WHAT THE EXERCISE ASKS —
Could you switch "rock" to "boulder" in the rows that run from the start through the line containing "column 583, row 338", and give those rows again with nothing else changed?
— BEGIN EXCERPTED DATA —
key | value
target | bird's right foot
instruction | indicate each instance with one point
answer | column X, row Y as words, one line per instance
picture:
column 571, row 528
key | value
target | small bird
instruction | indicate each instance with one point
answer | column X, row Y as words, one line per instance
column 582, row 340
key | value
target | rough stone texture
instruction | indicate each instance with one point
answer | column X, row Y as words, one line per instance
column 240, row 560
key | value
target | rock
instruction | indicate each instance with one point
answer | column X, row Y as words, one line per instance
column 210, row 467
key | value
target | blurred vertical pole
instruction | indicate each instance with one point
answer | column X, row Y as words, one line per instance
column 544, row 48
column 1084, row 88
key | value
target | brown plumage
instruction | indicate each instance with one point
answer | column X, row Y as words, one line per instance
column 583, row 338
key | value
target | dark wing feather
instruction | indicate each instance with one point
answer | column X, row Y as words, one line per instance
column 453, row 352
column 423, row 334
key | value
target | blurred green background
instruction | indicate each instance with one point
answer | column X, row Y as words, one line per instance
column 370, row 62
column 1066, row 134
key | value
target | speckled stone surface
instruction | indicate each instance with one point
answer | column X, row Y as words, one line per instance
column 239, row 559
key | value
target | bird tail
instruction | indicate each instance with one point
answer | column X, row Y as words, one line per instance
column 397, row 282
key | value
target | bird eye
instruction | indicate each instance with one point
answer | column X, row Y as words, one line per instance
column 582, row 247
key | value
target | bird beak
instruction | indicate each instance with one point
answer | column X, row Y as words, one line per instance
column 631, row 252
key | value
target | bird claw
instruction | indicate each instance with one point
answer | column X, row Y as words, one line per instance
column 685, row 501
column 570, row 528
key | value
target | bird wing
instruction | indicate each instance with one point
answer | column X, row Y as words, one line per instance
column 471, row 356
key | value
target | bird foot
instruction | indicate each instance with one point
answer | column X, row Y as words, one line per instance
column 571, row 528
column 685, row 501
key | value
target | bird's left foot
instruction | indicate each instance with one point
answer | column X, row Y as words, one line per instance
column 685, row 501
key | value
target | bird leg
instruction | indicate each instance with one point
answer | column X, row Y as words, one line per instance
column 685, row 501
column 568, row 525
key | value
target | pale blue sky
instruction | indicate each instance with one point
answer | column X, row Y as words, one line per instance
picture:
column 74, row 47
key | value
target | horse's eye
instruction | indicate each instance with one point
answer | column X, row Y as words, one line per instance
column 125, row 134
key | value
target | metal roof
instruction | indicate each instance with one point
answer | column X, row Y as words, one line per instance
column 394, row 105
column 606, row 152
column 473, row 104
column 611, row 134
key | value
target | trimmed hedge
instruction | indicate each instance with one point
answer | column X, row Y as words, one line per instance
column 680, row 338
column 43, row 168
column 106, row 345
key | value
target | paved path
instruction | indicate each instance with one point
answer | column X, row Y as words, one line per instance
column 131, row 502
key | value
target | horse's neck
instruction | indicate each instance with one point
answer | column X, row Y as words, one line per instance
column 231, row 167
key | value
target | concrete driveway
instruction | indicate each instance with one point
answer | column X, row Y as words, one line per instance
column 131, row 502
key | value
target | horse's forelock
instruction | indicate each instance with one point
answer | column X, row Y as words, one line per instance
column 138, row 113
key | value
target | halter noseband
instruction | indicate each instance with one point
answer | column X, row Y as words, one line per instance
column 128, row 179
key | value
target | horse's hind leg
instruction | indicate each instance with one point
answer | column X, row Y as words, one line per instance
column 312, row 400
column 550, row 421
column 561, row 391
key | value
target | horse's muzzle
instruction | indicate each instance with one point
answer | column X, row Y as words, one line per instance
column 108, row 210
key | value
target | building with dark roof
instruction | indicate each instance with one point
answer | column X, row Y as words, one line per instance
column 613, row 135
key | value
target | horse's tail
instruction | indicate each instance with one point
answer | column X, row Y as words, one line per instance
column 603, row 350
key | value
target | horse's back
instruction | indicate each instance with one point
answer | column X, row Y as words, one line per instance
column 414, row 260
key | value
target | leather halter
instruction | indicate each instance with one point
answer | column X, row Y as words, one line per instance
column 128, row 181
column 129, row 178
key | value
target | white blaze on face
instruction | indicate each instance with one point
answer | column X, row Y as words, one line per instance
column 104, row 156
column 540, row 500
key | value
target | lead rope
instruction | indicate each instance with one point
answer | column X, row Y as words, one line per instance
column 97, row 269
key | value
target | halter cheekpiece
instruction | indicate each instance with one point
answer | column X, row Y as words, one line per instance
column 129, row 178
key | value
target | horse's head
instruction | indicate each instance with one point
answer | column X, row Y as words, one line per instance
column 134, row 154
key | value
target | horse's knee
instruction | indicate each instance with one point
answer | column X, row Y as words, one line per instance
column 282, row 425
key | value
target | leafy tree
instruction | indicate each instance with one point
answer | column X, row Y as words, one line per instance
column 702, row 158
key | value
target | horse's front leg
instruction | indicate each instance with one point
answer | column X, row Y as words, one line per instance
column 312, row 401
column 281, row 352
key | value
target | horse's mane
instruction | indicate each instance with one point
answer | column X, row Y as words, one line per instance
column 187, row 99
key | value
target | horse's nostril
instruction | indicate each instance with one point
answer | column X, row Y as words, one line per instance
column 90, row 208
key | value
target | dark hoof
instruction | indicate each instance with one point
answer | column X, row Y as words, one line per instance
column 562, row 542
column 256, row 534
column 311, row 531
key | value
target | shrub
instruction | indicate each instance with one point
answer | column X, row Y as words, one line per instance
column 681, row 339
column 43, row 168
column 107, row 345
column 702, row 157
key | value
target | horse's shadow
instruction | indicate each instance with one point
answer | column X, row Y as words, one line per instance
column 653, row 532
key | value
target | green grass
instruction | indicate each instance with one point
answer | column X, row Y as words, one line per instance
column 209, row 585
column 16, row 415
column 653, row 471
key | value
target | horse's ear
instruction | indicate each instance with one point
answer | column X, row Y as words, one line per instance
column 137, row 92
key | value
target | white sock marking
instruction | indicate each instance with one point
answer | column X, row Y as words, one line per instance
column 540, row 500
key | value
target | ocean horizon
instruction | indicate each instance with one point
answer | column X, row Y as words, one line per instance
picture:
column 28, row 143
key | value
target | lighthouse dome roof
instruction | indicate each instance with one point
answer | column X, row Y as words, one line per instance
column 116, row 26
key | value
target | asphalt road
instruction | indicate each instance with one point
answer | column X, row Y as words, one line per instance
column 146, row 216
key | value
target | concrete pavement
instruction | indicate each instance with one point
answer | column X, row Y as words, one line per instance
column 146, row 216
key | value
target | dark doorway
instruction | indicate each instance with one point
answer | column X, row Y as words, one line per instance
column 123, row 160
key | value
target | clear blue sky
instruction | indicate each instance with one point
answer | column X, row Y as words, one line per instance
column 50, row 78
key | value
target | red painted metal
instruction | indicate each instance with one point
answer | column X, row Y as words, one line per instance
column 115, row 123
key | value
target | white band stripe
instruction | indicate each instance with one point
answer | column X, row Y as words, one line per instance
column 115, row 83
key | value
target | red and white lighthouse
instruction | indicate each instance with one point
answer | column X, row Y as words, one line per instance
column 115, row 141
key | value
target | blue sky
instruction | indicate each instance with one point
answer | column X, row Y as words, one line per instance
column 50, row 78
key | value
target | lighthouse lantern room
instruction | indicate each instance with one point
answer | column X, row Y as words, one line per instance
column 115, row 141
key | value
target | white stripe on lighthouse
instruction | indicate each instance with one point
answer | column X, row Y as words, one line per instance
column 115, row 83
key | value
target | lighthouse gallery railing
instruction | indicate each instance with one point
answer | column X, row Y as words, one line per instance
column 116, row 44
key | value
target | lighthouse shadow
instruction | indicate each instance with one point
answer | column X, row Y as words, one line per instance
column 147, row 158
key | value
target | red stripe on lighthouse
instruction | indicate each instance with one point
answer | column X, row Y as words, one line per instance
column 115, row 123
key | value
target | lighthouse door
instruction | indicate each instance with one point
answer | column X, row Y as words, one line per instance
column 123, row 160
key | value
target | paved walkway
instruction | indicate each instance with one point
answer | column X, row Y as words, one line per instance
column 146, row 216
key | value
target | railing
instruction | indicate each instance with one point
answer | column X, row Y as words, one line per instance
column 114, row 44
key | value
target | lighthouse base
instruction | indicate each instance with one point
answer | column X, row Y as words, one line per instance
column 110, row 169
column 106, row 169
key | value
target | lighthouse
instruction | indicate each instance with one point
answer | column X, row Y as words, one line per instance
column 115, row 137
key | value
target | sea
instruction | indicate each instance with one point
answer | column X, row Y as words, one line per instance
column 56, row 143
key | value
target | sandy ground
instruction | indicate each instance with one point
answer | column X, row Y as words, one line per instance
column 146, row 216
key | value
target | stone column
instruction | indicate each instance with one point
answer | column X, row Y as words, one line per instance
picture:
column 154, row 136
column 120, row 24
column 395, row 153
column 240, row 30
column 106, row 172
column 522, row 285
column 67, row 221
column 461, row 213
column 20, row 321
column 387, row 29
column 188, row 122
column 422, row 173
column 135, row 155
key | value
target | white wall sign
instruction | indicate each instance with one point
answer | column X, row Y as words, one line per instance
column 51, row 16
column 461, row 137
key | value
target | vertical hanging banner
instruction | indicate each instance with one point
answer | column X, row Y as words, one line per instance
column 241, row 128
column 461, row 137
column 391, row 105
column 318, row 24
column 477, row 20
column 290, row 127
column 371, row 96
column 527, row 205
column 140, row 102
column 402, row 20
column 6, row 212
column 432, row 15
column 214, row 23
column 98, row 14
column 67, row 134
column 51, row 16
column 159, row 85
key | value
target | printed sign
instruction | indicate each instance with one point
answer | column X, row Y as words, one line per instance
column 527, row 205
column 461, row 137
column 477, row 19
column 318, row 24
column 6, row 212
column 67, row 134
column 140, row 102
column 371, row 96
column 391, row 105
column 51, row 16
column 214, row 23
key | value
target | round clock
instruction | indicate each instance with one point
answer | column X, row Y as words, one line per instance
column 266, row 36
— END EXCERPTED DATA —
RESPONSE —
key | value
target | bird's right foot
instruction | indicate each instance with one point
answer | column X, row Y as words, one line per instance
picture:
column 571, row 528
key | value
target | small bird
instruction | indicate each instance with one point
answer | column X, row Y as words, one line per instance
column 582, row 340
key | value
target | rough stone texture
instruction | indicate each instance with one point
answer | column X, row Y as words, one line per instance
column 240, row 560
key | value
target | boulder
instruction | indicate each instance with one point
answer | column X, row Y as words, one line per instance
column 210, row 467
key | value
target | blurred vertical pole
instruction | indicate each instance with one point
answer | column X, row Y as words, one line per instance
column 544, row 48
column 1084, row 88
key | value
target | brown plumage
instruction | indicate each instance with one point
answer | column X, row Y as words, one line per instance
column 583, row 338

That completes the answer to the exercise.